● **Data supplied**
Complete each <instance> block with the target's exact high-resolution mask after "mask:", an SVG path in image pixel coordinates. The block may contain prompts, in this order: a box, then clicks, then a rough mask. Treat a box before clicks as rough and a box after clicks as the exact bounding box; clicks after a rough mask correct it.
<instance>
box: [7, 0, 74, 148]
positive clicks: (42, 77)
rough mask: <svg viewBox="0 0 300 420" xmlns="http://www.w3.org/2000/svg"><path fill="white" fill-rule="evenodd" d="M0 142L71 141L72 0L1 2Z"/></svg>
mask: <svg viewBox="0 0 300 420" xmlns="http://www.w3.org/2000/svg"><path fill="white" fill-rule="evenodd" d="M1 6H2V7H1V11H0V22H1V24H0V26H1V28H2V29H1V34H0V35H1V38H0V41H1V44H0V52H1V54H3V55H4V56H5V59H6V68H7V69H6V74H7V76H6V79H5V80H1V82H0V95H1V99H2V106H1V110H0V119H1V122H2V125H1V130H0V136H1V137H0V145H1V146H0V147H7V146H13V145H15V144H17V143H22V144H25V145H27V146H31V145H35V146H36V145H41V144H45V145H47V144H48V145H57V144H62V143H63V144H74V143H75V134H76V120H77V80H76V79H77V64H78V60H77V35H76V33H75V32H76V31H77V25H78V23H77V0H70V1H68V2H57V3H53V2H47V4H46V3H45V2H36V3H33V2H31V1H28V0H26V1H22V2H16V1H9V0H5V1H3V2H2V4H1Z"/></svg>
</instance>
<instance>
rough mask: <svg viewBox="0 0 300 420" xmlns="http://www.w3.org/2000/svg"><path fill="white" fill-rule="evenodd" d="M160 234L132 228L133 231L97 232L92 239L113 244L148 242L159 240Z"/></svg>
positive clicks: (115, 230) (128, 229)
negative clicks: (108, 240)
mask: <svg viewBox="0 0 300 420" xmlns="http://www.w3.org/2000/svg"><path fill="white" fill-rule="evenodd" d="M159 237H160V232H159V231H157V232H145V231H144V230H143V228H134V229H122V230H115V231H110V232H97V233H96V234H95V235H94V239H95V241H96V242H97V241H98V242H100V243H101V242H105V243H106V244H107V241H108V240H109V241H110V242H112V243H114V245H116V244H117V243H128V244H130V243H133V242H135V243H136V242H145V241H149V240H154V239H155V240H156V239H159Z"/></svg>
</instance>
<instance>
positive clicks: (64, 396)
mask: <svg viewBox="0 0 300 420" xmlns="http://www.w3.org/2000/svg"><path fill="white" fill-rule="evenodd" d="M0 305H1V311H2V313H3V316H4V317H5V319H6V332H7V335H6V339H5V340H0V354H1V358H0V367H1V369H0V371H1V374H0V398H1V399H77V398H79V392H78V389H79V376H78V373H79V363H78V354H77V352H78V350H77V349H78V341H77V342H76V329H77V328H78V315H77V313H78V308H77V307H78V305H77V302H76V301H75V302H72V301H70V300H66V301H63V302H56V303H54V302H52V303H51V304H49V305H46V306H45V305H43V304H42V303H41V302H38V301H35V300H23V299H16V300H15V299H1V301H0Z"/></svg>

● **About this exercise**
Every record above should be copied exactly.

● **Output of the task**
Complete each <instance> block with the target's exact high-resolution mask after "mask:", an SVG path in image pixel coordinates. The block may contain prompts, in this order: a box, then clicks, then a rough mask. Treat a box before clicks as rough and a box after clicks as the exact bounding box; clicks after a rough mask correct it.
<instance>
box: [7, 0, 74, 148]
positive clicks: (42, 77)
rough mask: <svg viewBox="0 0 300 420" xmlns="http://www.w3.org/2000/svg"><path fill="white" fill-rule="evenodd" d="M0 142L71 141L72 0L1 2Z"/></svg>
mask: <svg viewBox="0 0 300 420" xmlns="http://www.w3.org/2000/svg"><path fill="white" fill-rule="evenodd" d="M1 6H2V7H1V11H0V22H1V24H0V26H1V28H2V29H1V34H0V35H1V38H0V41H1V44H0V52H1V54H3V55H4V56H5V59H6V68H7V69H6V74H7V76H6V79H5V80H1V82H0V95H1V99H2V106H1V110H0V119H1V122H2V125H1V130H0V136H1V137H0V145H1V146H0V147H7V146H13V145H15V144H17V143H22V144H25V145H27V146H31V145H35V146H36V145H41V144H45V145H47V144H48V145H57V144H62V143H63V144H74V143H75V134H76V120H77V80H76V79H77V64H78V60H77V35H76V33H75V32H76V31H77V25H78V23H77V0H70V1H68V2H57V3H53V2H47V4H46V3H45V2H36V3H33V2H31V1H28V0H26V1H22V2H16V1H9V0H5V1H3V2H2V4H1Z"/></svg>
</instance>
<instance>
rough mask: <svg viewBox="0 0 300 420" xmlns="http://www.w3.org/2000/svg"><path fill="white" fill-rule="evenodd" d="M160 234L132 228L133 231L97 232L92 239L113 244L148 242L159 240Z"/></svg>
positive clicks: (115, 230) (128, 229)
negative clicks: (108, 240)
mask: <svg viewBox="0 0 300 420" xmlns="http://www.w3.org/2000/svg"><path fill="white" fill-rule="evenodd" d="M159 237H160V232H159V231H157V232H145V231H144V230H143V228H134V229H122V230H115V231H110V232H97V233H96V234H95V235H94V239H95V241H96V242H97V241H98V242H100V243H101V242H105V243H106V244H107V241H108V240H109V241H110V242H112V243H114V245H116V244H117V243H128V244H130V243H133V242H135V243H136V242H145V241H149V240H154V239H155V240H156V239H159Z"/></svg>
</instance>
<instance>
positive clicks: (64, 396)
mask: <svg viewBox="0 0 300 420" xmlns="http://www.w3.org/2000/svg"><path fill="white" fill-rule="evenodd" d="M0 305H1V311H2V313H3V316H4V317H5V319H6V332H7V335H6V339H5V340H0V354H1V358H0V367H1V369H0V371H1V374H0V398H1V399H77V398H79V392H78V389H79V376H78V373H79V363H78V354H77V352H78V350H77V349H78V341H77V342H76V329H77V328H78V315H77V313H78V308H77V307H78V305H77V302H76V301H75V302H72V301H70V300H66V301H63V302H56V303H54V302H52V303H51V304H49V305H46V306H45V305H43V304H42V303H41V302H38V301H35V300H23V299H16V300H15V299H1V301H0Z"/></svg>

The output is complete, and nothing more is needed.